INSTRUCTIONS FOR THE TASK: Write out every line of the material as it stands, apart from the pictures.

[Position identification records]
* * * * * * *
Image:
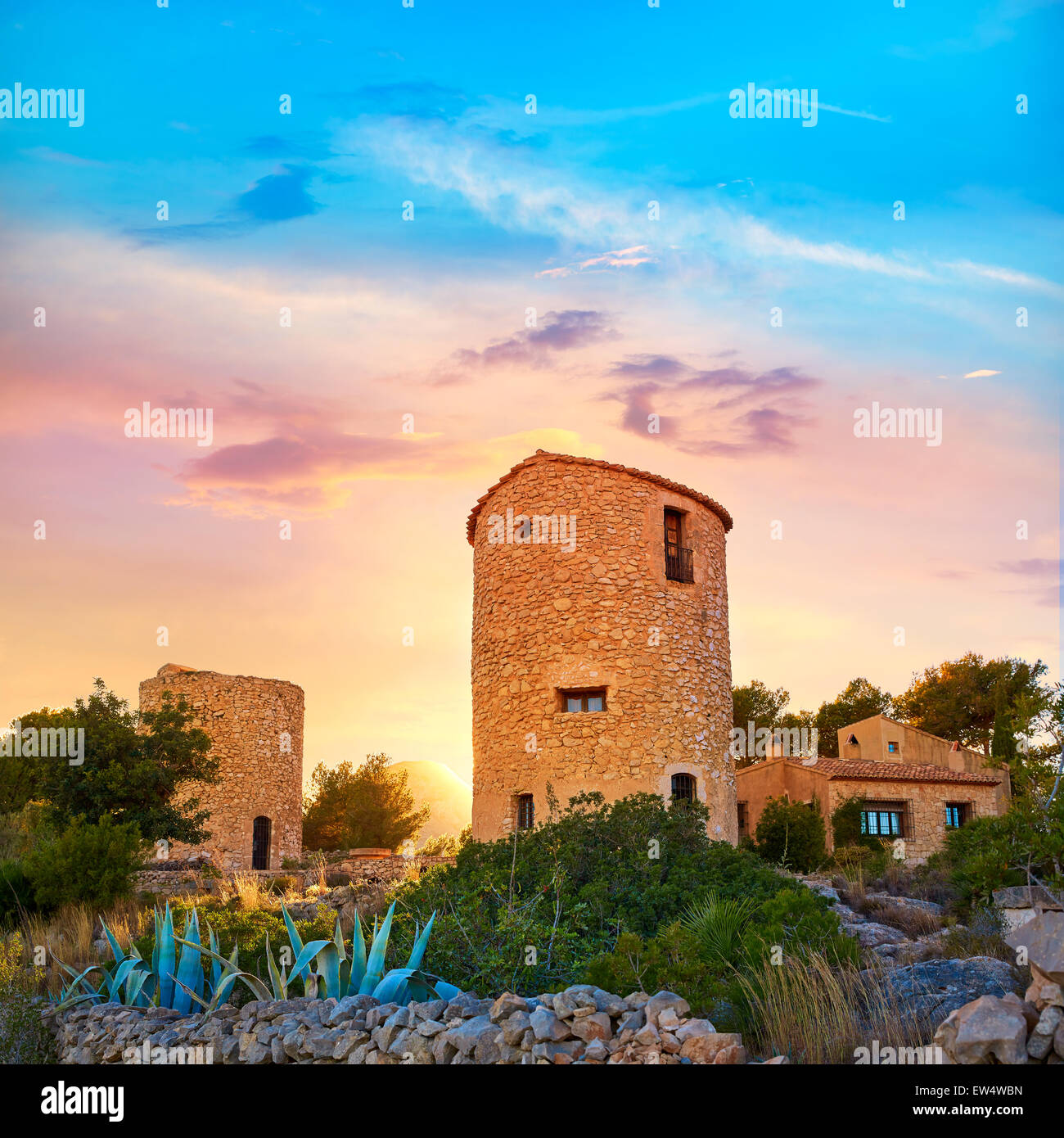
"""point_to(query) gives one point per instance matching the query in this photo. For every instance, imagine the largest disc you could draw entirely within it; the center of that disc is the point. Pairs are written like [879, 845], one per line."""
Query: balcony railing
[679, 563]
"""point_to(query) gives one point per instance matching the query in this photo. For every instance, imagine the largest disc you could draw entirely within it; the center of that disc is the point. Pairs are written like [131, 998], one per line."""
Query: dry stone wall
[583, 1024]
[597, 610]
[256, 729]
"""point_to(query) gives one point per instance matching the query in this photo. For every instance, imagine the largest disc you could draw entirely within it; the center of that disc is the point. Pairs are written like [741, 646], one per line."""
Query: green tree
[958, 699]
[88, 861]
[350, 807]
[792, 834]
[758, 705]
[137, 768]
[859, 700]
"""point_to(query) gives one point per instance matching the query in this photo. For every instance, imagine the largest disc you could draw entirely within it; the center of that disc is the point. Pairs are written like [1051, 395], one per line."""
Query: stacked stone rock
[1008, 1029]
[256, 729]
[597, 613]
[583, 1026]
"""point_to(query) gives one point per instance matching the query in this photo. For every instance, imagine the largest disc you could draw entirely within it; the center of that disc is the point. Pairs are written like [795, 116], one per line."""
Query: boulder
[507, 1005]
[706, 1047]
[658, 1004]
[547, 1026]
[932, 989]
[1044, 940]
[1041, 1039]
[467, 1036]
[1043, 990]
[989, 1027]
[872, 934]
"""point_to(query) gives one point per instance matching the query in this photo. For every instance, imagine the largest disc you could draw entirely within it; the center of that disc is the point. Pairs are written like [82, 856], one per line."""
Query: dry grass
[913, 921]
[817, 1014]
[72, 931]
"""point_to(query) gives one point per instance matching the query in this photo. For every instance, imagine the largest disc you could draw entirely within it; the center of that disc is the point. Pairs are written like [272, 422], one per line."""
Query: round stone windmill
[600, 651]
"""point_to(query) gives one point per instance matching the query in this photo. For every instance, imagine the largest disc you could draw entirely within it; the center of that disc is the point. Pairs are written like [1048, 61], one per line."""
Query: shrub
[246, 928]
[23, 1036]
[792, 834]
[570, 887]
[989, 854]
[703, 956]
[16, 892]
[88, 861]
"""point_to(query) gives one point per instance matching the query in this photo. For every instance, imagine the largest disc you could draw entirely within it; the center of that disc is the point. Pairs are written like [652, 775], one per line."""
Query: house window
[883, 822]
[526, 811]
[958, 814]
[261, 843]
[591, 700]
[679, 561]
[683, 788]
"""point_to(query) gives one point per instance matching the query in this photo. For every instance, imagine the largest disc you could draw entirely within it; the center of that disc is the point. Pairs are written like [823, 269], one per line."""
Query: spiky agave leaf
[420, 945]
[294, 938]
[358, 955]
[168, 962]
[375, 968]
[329, 962]
[189, 974]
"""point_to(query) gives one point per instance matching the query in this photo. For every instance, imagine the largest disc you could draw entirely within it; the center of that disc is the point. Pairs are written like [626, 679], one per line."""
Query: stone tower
[600, 653]
[256, 729]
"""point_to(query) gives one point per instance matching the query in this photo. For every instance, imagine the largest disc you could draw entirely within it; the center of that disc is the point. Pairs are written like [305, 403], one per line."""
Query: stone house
[600, 642]
[256, 731]
[917, 798]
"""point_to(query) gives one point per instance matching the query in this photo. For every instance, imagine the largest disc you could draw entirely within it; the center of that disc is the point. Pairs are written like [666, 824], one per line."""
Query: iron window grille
[679, 560]
[261, 843]
[958, 814]
[589, 700]
[683, 788]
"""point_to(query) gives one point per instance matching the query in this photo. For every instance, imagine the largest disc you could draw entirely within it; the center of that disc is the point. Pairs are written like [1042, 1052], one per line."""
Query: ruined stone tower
[256, 729]
[600, 654]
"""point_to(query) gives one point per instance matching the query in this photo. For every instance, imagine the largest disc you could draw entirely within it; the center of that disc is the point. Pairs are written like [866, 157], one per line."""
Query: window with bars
[684, 788]
[261, 843]
[679, 561]
[958, 814]
[591, 700]
[883, 820]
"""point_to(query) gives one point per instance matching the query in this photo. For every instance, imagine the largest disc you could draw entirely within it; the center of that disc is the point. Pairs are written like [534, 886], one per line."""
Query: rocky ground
[583, 1026]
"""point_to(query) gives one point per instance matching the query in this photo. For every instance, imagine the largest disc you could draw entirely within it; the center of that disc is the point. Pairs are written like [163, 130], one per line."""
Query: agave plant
[719, 923]
[322, 968]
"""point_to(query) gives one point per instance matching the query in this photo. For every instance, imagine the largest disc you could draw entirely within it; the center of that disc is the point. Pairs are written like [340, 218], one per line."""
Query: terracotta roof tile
[646, 475]
[898, 772]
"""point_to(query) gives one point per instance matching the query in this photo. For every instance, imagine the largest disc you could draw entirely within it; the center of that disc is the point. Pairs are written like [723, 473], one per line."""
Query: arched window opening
[261, 843]
[683, 788]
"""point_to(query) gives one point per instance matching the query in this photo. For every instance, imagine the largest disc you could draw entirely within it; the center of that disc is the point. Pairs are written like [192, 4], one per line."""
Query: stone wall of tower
[548, 618]
[256, 729]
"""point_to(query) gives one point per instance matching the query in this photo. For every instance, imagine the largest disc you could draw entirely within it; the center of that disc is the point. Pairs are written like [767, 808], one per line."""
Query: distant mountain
* * * * * * *
PROBLEM SOLUTION:
Image:
"""point_to(query) gives one point per instance matching the query in this photo. For every instance, imagine the largest disc you could draw entirely within it; the center of that disc is the point. Pairs are written like [879, 845], one per line."""
Query: balcony railing
[679, 563]
"""point_to(query) gives one point per instance matching the query in this photo. For every instance, imagine the largest disc you could draw entirely within it; the center of that disc is the point. Pairs are written like [131, 998], one per line."""
Query: dry stone wall
[583, 1024]
[597, 610]
[256, 729]
"""point_to(query) gives one point per instance matching the query in this photo. For every instance, imagine the largest disc you could draw entirely within it; the center of that disc is the point. Pairs are written like [741, 646], one per line."""
Query: green tree
[958, 699]
[88, 861]
[350, 807]
[792, 834]
[758, 705]
[137, 768]
[859, 700]
"""point_to(query) gives one point per instance matching the query in this photo. For every instance, imagine the largest disc you could draw entirely within it; the center of that disc is the point. Pairs are written like [1051, 395], one per line."""
Query: stacked stone rock
[1008, 1029]
[256, 729]
[597, 613]
[583, 1026]
"""point_to(query) gives one point per instance matching the query in this photo. For every instance, imagine the largest disc you could draw entirely within it; the center of that disc is the point. Pairs are written like [795, 116], one per line."""
Query: boulder
[507, 1005]
[706, 1047]
[658, 1004]
[547, 1026]
[932, 989]
[1044, 940]
[1041, 1039]
[467, 1036]
[1043, 990]
[989, 1027]
[872, 934]
"""point_to(query) gives one point per instance matching the query in this photo. For every instance, imagine the largest disc you could draw entirely within it; the center of that disc is the point. Pairs are written like [82, 856], one per line."""
Query: dry grass
[913, 921]
[817, 1014]
[72, 931]
"""point_to(query) gives one point per instance matching the query in this photo. For every instance, imagine the largest disc you could draw entirely within it; the center of that disc is the point. Pairs are written like [272, 422], one per line."""
Query: round stone windmill
[600, 651]
"""point_to(query) gives one point per instance matching the query in this photo. For every instance, imagine the largest disc you could draw entirely within it; the center of that disc is the point. Pairs are written like [1048, 61], one per line."""
Query: shrub
[246, 928]
[23, 1036]
[792, 834]
[570, 887]
[989, 854]
[703, 956]
[16, 892]
[88, 861]
"""point_to(query) gives one point per instance matching the query in this photo. For every instance, imagine the largest disc you could draw entirely within it; the center of that disc is the point. Pairs are written like [652, 775], one per line."""
Query: house window
[883, 822]
[526, 811]
[958, 814]
[261, 843]
[591, 700]
[679, 561]
[683, 788]
"""point_to(query) gives one point per instance matching the query in this photo. For every instance, imagine the largest disc you could draw entirely within it; the center of that disc is the point. Pairs are written like [823, 269], one per line."""
Query: spiky agave leaf
[420, 945]
[294, 938]
[358, 955]
[168, 962]
[375, 968]
[329, 962]
[189, 974]
"""point_to(query) gives one point per instance matching the query in this photo. For every instance, imagine the largest disc you could draw entirely within it; the center of that disc is the point. Pairs are written like [626, 679], one per line."""
Query: stone tower
[600, 653]
[256, 729]
"""point_to(query) gives one point per instance matching the query in this photo. For every instance, imagine the largest disc you could draw entirely within it; the center of that disc is the point. Pairs are written like [305, 403], one per line."""
Query: stone house
[600, 642]
[256, 731]
[917, 798]
"""point_to(query) gives one point per instance matching the query in this photo. For every instance, imagine the largest disc you could draw entirely within it; the center of that disc is the point. Pairs are written like [666, 824], one per line."""
Query: iron window grille
[679, 560]
[261, 843]
[958, 814]
[589, 700]
[683, 788]
"""point_to(query) gives one point per instance matching the query in this photo. For every instance, imagine the largest disc you could draw entirely within it; the center of that disc is the point. Pairs are written like [1042, 1052], one per line."""
Query: ruined stone tower
[256, 729]
[600, 654]
"""point_to(query) gives one point per instance matching the query in this photo. For every instance, imagine the largest disc you could draw entirely within it; the center of that disc is the point. Pairs are written like [866, 157], one per line."""
Query: window with bars
[684, 788]
[261, 843]
[679, 561]
[958, 814]
[591, 700]
[883, 820]
"""point_to(query) gives one point per instance matching the query in this photo. For every instance, imagine the largest disc you could draw entirely within it; the center of that disc is the point. Pairs are written like [534, 886], one per line."""
Query: rocky ground
[583, 1026]
"""point_to(query) gives one point per instance matching the query in this photo. For every instance, imagine the largest disc you could draw entirely within it; the center of that disc is the point. Pairs are written like [163, 130], one per line."""
Query: agave plant
[719, 923]
[322, 968]
"""point_to(query) gives one point per instance matching the query in this photo. For every instance, imagine the largest disc you could draw entirely within it; the center of that disc is the point. Pairs are written like [340, 218], one per line."""
Query: terracotta roof tile
[646, 475]
[898, 772]
"""point_to(query) gives one point per instance matching the query in this photo. For every instance, imagine the largest disc you could draw entirely within it; the center of that disc is the point. Pairs are written like [723, 473], one per line."""
Query: arched window opening
[261, 843]
[683, 788]
"""point_to(query) gives one point per instance matching the query in this photo. For every instance, imagine the largest disc you could draw entirely within it; the center of that disc is the point. Pairs are written like [192, 4], one per line."""
Query: stone wall of tower
[548, 618]
[256, 729]
"""point_to(query) gives one point per instance matching the query in this photo. For every instance, imagine the largest disc you could draw entirely within it; the center of that disc is the point. Pairs are written like [767, 808], one per line."""
Query: distant mountain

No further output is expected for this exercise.